__What needs to be done__
Your task is to filter the data below down to the lines holding "point".

Stored data entries
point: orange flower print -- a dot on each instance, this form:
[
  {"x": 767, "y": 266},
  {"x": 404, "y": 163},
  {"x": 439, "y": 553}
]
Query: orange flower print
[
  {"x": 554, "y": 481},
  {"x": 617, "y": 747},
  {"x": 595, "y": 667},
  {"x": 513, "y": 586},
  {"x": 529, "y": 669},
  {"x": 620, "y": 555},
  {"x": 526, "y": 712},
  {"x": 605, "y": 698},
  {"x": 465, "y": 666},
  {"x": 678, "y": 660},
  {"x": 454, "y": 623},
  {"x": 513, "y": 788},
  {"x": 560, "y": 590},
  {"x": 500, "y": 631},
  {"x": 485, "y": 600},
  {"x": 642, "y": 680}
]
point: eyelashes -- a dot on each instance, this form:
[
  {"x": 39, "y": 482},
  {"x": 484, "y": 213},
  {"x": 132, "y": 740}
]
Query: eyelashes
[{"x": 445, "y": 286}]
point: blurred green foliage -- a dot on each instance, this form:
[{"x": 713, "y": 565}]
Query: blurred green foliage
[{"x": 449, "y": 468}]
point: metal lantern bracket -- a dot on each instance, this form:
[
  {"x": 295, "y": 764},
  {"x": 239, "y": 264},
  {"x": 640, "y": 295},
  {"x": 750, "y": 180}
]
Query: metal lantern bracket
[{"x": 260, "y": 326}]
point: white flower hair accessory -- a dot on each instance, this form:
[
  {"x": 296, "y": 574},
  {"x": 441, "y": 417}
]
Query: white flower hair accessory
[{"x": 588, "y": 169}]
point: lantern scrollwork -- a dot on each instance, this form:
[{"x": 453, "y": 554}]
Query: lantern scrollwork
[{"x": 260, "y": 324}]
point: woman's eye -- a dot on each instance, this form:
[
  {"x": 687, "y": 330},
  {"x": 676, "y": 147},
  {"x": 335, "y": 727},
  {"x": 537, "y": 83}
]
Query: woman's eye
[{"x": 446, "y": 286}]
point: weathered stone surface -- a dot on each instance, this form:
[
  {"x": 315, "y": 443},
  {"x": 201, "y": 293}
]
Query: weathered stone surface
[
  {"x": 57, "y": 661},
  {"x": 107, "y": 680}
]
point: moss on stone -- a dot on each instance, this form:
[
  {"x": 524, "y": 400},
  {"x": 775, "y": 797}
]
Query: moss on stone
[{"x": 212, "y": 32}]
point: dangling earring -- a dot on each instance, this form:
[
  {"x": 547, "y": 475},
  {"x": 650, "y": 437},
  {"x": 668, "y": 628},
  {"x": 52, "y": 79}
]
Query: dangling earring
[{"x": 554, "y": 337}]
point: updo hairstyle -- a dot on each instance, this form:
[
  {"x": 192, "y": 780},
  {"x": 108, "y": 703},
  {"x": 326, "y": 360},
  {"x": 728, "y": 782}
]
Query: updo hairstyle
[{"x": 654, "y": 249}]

__Answer for the task__
point: orange flower print -- a dot on each instance, this form:
point: eyelashes -- a dot on each instance, this form:
point: blurred green foliage -- a dot on each instance, this form:
point: metal lantern bracket -- a dot on each instance, this form:
point: white flower hair accessory -- a dot on each instance, this form:
point: lantern scrollwork -- a dot on each instance, this form:
point: woman's eye -- a dot on each instance, this form:
point: weathered stone surface -- a dot on each instance, this form:
point: moss on stone -- a dot on each instance, this form:
point: dangling earring -- a dot on each instance, this form:
point: updo hairstyle -- a dot on each instance, this form:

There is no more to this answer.